>>>

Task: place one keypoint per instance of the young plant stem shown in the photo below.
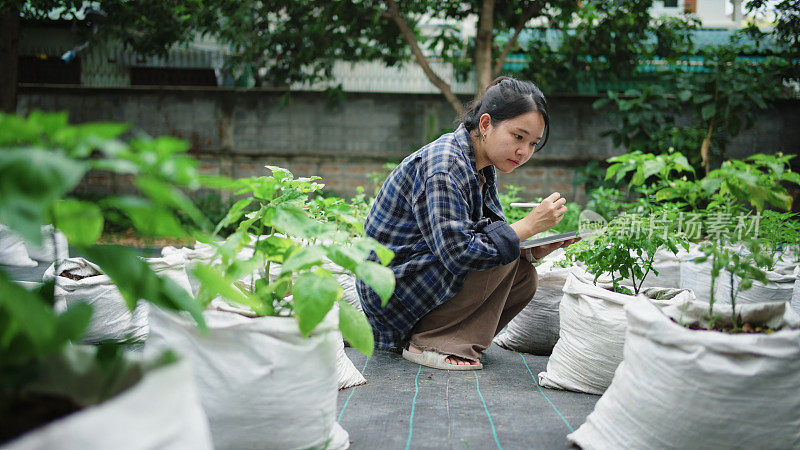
(733, 306)
(255, 245)
(649, 266)
(711, 295)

<<<

任务内容 - 请从上述条目中摘出所有含有字符串“Task”的行。

问题解答 -
Task: place one keypoint per instance of the young plant stem shown in the photo below.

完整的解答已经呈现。